:: RECORDS FOR PROCESSING

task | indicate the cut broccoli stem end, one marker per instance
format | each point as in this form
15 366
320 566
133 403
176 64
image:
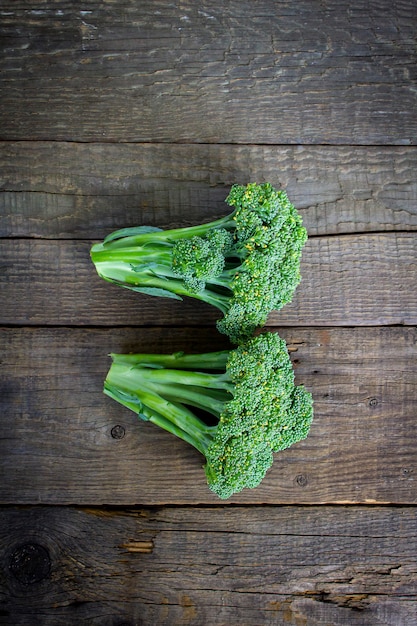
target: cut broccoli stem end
165 402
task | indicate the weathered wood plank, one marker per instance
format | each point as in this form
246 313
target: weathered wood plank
234 72
58 446
347 280
271 566
56 189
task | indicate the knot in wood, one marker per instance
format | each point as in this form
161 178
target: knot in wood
30 563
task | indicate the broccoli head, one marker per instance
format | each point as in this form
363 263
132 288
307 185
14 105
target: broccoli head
245 264
237 407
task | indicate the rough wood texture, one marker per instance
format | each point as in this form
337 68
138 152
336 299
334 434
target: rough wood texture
216 567
210 72
70 190
346 280
58 445
119 113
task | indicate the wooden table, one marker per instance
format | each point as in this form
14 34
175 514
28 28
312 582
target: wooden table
124 113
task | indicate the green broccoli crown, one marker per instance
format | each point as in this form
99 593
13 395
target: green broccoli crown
270 238
200 259
249 392
245 264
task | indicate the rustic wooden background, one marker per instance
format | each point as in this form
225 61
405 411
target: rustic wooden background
120 113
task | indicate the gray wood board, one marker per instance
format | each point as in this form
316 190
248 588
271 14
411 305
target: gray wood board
213 72
202 566
346 280
58 445
80 190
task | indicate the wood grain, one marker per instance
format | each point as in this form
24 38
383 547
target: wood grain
209 567
213 72
73 190
58 445
347 280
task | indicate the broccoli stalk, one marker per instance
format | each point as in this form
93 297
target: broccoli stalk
245 264
236 407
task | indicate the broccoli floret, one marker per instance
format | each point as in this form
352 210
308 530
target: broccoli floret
237 407
245 264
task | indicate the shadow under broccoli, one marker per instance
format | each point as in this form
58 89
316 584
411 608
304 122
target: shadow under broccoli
245 264
248 392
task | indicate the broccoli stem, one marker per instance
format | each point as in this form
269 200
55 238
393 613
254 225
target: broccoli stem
169 236
159 395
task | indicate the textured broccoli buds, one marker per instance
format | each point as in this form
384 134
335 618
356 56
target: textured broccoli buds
246 264
249 393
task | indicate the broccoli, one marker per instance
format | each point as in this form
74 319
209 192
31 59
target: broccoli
245 264
235 406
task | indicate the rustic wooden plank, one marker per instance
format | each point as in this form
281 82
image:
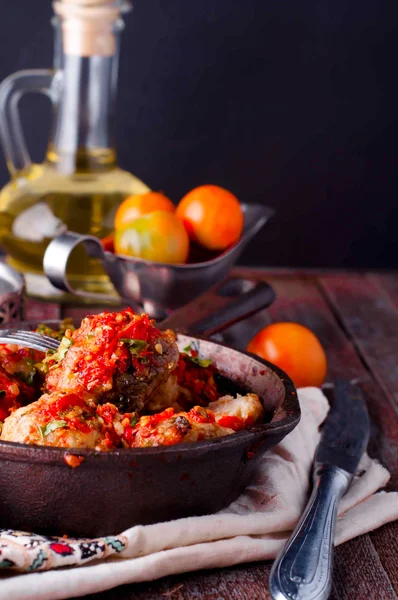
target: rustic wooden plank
370 581
370 316
385 540
371 320
389 282
36 310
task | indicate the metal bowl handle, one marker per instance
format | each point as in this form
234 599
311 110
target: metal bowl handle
56 259
222 306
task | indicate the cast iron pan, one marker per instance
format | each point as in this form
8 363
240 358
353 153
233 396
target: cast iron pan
112 491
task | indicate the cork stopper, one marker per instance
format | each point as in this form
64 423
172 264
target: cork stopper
88 26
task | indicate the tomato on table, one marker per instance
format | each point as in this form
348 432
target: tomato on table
295 349
212 216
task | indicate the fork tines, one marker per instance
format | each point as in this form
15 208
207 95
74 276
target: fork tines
30 339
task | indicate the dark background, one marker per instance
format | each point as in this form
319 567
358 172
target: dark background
292 104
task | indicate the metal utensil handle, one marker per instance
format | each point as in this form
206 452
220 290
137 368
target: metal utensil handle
303 570
218 310
56 259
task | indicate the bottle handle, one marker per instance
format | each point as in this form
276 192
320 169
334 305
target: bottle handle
11 133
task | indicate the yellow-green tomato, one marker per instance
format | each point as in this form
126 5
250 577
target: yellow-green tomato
158 236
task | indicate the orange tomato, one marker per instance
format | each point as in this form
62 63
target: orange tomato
142 204
212 217
159 237
293 348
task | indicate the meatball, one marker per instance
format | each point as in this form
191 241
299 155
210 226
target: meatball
189 384
239 412
169 428
113 357
57 419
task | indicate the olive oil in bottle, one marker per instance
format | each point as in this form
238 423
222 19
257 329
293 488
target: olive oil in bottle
79 185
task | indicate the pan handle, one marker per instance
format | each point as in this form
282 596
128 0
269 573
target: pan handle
56 259
222 306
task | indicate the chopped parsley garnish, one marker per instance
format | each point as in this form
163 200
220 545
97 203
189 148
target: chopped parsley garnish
135 346
26 377
51 426
193 356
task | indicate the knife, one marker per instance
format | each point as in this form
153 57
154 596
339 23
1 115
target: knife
303 570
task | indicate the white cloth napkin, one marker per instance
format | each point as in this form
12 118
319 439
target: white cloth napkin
252 528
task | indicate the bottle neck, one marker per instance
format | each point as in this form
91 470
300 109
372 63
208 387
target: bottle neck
85 89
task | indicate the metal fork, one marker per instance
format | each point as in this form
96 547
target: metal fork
30 339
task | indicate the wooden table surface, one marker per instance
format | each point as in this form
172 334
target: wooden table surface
355 315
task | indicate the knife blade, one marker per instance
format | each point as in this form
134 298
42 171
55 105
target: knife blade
303 570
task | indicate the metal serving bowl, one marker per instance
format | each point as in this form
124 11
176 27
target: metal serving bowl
111 491
155 286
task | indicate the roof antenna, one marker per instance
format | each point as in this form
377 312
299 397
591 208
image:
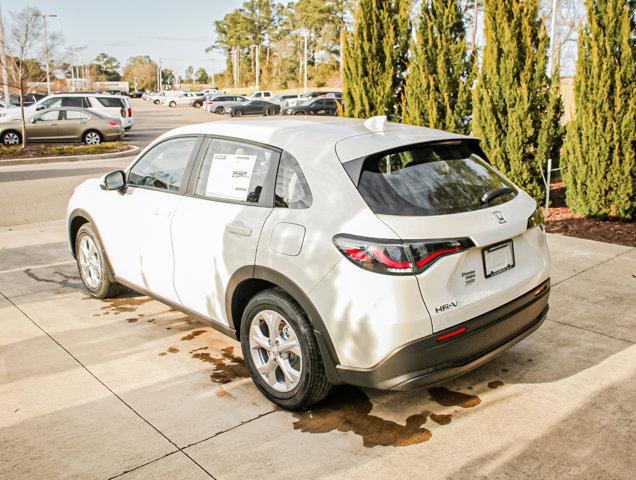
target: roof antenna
376 124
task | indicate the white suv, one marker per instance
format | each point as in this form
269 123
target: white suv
111 106
370 253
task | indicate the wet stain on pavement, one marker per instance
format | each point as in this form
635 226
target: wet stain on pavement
348 409
193 334
68 281
227 367
450 398
441 418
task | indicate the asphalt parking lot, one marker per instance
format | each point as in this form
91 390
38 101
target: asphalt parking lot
129 388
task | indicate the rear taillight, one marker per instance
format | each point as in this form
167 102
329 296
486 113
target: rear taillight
394 257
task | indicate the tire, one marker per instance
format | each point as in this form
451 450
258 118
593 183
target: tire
92 137
277 307
88 252
11 137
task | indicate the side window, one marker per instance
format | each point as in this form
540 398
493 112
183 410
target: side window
292 190
52 102
234 171
48 116
164 165
75 115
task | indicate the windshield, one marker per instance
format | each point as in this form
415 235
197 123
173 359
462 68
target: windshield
431 179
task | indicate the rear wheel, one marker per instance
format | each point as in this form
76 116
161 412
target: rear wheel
94 270
92 137
281 351
11 137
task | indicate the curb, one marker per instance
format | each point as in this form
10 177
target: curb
133 150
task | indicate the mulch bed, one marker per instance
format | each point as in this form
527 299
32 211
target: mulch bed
44 150
563 220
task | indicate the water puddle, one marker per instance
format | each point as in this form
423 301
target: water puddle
450 398
348 409
227 367
68 281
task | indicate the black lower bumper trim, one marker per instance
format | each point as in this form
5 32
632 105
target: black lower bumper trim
428 360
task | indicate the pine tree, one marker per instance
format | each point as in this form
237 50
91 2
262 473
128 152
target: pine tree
375 56
599 154
438 86
516 108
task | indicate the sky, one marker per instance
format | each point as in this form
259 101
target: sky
175 32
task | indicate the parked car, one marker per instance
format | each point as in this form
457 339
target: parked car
181 99
262 94
363 252
317 106
218 103
292 102
255 107
113 106
63 125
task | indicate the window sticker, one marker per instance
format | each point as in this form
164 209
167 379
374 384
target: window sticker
230 176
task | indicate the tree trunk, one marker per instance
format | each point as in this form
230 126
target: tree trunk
24 139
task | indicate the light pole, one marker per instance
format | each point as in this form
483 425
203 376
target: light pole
46 48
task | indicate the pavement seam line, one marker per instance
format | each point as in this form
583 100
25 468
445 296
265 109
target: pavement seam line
143 465
590 268
592 331
245 422
106 386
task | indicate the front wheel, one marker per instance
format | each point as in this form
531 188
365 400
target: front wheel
92 138
91 260
281 351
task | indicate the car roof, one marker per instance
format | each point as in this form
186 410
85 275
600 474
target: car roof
350 138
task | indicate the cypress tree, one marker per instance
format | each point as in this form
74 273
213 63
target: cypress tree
516 107
599 154
438 86
375 57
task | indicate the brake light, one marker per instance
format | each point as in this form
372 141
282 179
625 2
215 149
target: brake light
395 257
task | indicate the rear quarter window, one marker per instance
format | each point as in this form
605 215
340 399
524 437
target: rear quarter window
430 179
111 102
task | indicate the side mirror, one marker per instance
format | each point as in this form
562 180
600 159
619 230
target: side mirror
114 181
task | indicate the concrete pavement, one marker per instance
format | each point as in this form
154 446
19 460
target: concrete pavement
95 389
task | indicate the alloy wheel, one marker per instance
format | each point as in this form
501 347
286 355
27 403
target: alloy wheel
92 138
275 350
90 263
11 138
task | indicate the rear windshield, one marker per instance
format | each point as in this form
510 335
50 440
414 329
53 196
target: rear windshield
430 179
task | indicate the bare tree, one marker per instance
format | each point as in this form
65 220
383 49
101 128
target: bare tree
25 55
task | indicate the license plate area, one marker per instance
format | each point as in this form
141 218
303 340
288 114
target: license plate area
498 258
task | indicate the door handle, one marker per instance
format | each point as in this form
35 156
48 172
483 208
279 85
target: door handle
238 228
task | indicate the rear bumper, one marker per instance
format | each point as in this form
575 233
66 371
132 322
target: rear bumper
428 360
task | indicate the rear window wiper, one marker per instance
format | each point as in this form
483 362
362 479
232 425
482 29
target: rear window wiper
496 193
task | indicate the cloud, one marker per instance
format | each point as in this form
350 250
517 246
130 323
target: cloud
177 38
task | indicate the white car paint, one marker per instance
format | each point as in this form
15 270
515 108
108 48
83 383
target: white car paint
186 248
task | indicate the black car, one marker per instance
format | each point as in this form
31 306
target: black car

::::

WRITTEN REQUEST:
Return, unchanged, each line from the line containing "task | indicate the rear window" through the last line of the material.

TASK OUTPUT:
task | indicate the rear window wiper, one marker per instance
format | each point as in this form
483 362
362 479
232 425
482 29
target: rear window wiper
496 193
task | indicate the cloud, one marker per instance
format | each point as in this form
350 250
517 246
130 323
target: cloud
177 38
task | indicate the white car paint, one marker per instance
format | each point as in this form
15 270
515 108
108 48
83 383
target: white car paint
186 248
task | indicate the black car, one marker per instance
format | each point as in this form
31 306
target: black car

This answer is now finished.